▶ **Provided passage**
- Opening Delimiter -

It doesn’t matter whether the mess was already there when you drove away from the rental agency, or you saw -- with your own eyes -- your traveling partner slosh his Diet Coke out of the can, or you spilled the soda yourself. Regardless of who caused it or how it happened, someone needs to clean it up.
Pastors need to be skilled housekeepers. Like I said, I’ve taken out the garbage, and while that is often part of every pastor’s call, it’s not what I have in mind here. Instead, I’m talking about the interpersonal messes and stickiness that inevitably happen when people gather and make something together.
In my first few months, the congregation and I experienced occasional anger and tears, moments of mistrust and feelings of disappointment, all related to staff restructuring decisions and genuine concern about the people affected by those decisions. In the midst of the relational turmoil, I got sidetracked trying to figure out how and when the controversy started. Instead, I should have simply grabbed some paper towels, rolled up my clerical sleeves, dropped to my knees and done some holy cleaning with the whole community.
3. Expect some sleepless nights.
Whether overstimulated by the Interstate traffic, uncomfortable on a roadside motel’s sagging mattress or worried about the truck’s precious cargo, I regularly found myself late at night in unfamiliar spaces with eyes wide open, staring at the ceiling.
Pastors live with unfinished projects, the brokenness of people’s lives and the demands for creative worship, sermons and lessons. Many nights over the past months -- more than I ever admitted to the one who sleeps beside me -- I lay awake, worrying about these and other oncoming “headlights.”
Lenten devotionals and an outdoor bread oven, the offender re-entry program and payday lending reform, solar panel installation and a symposium, Kenny’s hip replacements, Sam’s suicidal depression, Lena’s widowed loneliness and Jean’s hurt that simply wouldn’t go away. Between all that and sermons and newsletters and emails and letters to legislators, restful sleep became rare and precious.
4. Don’t pass up the gas station when you’re running on empty.
A 22-foot Penske truck has a 50-gallon gasoline tank and gets about 10 miles to the gallon. So when the “low fuel” light appears on the dashboard, you’d better pull off soon or you’ll be sitting beside the road waiting for help to arrive, watching everyone else whiz by and feeling sorry for yourself.
Twelve months in, I need a haircut and can’t remember when I last had one. This is code for “Being a pastor has, in some ways, impeded my ability to care for myself and those I love.”
When I began at the church, my husband and I agreed not to criticize or resent my work habits for the first six months. Starting a new job in any field is cumbersome and requires time and attention.
We are now well beyond the grace period. For the sake of all those I love, I’m going to have a glass of wine, dream about the garden and call my girlfriends.
5. Expect grace.

- Closing Delimiter -

▶ **Given information**

- Opening Delimiter -

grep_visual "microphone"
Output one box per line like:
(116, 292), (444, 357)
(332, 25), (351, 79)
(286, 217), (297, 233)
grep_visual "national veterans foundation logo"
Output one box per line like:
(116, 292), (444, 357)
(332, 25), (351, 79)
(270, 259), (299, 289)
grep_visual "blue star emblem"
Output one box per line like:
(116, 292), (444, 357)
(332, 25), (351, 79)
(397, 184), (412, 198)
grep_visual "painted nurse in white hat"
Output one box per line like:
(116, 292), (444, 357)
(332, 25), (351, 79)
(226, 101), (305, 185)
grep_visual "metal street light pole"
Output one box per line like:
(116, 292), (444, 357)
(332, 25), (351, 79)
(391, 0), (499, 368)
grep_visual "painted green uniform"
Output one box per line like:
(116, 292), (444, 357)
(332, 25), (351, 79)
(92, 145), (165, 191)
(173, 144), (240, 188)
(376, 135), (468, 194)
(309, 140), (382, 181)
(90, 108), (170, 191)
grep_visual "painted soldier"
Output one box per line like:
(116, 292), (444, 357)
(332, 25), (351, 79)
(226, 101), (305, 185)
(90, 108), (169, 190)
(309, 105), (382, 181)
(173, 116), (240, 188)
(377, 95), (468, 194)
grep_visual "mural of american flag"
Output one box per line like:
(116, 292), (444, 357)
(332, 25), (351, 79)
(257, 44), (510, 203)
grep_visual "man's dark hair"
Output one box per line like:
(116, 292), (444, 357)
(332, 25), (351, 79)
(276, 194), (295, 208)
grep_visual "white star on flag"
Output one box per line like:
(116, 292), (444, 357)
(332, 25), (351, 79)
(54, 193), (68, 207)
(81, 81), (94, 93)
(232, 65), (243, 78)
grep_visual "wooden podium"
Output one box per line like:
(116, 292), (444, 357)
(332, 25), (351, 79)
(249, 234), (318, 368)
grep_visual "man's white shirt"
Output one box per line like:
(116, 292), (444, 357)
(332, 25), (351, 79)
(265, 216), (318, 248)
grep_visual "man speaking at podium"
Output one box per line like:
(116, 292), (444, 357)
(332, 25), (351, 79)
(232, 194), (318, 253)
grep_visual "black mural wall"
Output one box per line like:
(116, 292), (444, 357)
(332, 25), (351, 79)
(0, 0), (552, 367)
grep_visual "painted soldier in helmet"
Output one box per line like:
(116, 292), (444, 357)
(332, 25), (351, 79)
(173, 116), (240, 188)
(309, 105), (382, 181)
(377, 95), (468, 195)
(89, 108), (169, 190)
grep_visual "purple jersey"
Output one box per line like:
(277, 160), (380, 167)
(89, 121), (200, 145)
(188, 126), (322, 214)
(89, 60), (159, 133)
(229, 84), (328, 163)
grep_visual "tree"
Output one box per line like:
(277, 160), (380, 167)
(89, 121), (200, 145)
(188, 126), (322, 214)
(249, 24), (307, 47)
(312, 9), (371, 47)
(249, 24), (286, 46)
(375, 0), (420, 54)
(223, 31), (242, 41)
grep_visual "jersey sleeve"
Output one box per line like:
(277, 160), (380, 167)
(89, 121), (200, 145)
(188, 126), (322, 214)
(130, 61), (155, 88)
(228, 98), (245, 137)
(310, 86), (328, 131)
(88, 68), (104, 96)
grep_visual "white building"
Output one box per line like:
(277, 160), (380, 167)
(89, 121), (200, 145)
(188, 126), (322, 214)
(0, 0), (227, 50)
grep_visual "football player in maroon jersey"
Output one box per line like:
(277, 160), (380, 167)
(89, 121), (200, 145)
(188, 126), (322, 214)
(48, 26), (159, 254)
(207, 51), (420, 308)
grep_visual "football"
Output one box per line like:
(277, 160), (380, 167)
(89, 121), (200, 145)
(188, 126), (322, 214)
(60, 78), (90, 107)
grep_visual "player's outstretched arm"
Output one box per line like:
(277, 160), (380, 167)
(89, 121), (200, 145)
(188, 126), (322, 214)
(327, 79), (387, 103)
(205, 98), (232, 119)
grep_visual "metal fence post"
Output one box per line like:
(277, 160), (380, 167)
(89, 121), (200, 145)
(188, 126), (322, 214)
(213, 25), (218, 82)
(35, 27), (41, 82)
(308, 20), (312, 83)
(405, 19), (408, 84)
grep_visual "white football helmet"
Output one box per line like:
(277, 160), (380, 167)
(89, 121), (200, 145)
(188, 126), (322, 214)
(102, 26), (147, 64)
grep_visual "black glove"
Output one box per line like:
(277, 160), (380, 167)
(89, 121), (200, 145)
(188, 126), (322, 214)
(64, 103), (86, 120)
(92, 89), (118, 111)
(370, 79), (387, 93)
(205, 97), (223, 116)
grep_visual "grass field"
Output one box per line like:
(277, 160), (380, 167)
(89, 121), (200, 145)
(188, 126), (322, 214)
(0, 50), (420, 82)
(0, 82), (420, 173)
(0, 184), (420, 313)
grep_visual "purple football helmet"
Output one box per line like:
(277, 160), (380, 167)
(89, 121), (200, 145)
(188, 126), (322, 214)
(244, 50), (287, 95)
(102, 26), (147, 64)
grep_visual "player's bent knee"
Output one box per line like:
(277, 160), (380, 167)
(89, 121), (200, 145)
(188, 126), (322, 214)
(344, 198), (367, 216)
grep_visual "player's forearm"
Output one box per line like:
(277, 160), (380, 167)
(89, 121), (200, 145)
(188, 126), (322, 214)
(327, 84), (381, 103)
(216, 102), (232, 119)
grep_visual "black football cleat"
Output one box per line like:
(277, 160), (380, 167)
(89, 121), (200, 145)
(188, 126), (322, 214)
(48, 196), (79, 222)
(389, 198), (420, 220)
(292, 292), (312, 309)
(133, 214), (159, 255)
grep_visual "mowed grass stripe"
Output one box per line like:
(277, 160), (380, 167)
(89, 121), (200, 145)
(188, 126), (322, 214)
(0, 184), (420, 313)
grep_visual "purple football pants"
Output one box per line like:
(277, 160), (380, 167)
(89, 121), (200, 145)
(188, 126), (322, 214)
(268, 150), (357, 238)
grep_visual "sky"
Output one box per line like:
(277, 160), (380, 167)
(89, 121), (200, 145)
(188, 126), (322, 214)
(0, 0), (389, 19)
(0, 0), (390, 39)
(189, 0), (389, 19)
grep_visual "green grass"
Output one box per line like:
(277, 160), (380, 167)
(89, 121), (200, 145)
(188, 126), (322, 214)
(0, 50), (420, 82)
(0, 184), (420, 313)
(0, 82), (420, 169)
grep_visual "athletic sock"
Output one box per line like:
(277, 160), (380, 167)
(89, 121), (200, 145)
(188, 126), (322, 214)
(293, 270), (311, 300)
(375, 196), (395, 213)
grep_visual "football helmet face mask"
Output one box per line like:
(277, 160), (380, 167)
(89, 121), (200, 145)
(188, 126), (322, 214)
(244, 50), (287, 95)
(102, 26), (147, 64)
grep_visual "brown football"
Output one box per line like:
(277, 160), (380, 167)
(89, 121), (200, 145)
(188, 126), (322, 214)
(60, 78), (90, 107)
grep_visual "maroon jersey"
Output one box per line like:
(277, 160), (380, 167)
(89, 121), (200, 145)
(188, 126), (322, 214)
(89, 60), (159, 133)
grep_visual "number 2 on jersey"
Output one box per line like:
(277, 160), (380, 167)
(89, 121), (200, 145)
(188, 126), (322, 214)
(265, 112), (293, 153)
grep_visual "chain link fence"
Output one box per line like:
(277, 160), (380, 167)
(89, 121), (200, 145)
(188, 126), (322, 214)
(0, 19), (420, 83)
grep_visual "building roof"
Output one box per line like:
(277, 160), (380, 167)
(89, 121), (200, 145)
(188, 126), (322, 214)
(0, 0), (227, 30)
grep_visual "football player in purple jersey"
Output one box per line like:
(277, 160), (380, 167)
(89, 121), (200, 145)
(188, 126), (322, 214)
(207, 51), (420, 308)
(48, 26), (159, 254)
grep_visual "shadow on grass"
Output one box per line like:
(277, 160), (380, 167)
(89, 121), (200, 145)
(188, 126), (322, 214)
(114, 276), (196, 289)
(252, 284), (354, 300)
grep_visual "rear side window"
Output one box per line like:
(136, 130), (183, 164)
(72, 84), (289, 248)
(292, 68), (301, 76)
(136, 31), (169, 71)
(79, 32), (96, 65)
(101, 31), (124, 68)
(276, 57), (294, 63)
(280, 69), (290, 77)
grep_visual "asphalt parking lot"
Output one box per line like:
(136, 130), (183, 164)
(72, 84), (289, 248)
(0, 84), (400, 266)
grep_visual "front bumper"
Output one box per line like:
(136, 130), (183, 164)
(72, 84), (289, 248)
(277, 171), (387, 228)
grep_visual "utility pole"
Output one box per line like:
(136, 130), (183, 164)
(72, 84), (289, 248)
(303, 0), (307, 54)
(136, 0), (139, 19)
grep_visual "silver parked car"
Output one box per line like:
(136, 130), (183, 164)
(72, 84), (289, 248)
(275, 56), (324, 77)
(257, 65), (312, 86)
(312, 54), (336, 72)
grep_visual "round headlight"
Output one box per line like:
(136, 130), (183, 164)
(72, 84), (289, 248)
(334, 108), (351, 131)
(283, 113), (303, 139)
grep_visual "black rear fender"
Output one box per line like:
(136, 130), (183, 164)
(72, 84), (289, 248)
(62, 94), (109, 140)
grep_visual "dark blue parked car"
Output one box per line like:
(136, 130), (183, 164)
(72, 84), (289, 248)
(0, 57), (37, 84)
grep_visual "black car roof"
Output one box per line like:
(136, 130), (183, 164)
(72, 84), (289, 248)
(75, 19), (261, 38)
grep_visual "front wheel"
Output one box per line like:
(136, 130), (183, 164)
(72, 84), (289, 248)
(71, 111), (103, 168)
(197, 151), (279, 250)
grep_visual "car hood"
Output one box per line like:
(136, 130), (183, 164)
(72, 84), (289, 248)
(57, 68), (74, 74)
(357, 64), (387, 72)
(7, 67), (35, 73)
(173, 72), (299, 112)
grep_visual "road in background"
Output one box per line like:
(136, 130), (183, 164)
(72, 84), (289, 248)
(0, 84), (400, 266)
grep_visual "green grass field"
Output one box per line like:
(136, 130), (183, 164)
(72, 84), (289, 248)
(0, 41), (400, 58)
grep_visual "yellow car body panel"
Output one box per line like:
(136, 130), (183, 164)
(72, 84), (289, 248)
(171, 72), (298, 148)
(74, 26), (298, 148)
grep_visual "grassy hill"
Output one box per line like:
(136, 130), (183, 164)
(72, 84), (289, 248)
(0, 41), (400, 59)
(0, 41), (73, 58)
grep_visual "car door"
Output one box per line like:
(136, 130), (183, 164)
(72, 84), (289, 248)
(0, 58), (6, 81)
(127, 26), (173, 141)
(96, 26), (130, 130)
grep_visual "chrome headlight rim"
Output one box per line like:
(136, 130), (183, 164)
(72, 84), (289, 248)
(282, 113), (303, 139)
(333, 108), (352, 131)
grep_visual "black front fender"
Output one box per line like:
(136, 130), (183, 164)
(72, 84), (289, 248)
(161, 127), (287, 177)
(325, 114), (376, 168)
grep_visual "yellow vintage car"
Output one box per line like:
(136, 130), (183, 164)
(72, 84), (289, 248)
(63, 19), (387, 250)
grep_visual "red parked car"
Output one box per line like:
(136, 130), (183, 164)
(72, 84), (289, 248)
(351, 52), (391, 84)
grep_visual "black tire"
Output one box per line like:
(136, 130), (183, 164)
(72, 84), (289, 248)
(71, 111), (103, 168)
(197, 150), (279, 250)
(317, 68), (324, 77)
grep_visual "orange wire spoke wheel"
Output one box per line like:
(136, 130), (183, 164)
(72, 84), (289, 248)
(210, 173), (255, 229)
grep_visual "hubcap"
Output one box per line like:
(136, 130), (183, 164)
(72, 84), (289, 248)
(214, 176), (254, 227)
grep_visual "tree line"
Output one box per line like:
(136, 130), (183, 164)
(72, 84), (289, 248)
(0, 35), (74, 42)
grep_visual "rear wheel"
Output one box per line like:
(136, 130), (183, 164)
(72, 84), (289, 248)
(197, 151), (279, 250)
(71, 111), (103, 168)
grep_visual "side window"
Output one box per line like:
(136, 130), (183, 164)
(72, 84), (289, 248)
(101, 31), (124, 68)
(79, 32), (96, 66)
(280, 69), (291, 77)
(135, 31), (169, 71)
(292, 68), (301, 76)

- Closing Delimiter -

▶ **Exercise brief**
Revise the pastor's reflection between "In my first" and "some sleepless nights.", inclusive, replacing "paper towels" with "dish rags".

▶ **Written response**
In my first few months, the congregation and I experienced occasional anger and tears, moments of mistrust and feelings of disappointment, all related to staff restructuring decisions and genuine concern about the people affected by those decisions. In the midst of the relational turmoil, I got sidetracked trying to figure out how and when the controversy started. Instead, I should have simply grabbed some dish rags, rolled up my clerical sleeves, dropped to my knees and done some holy cleaning with the whole community.
3. Expect some sleepless nights.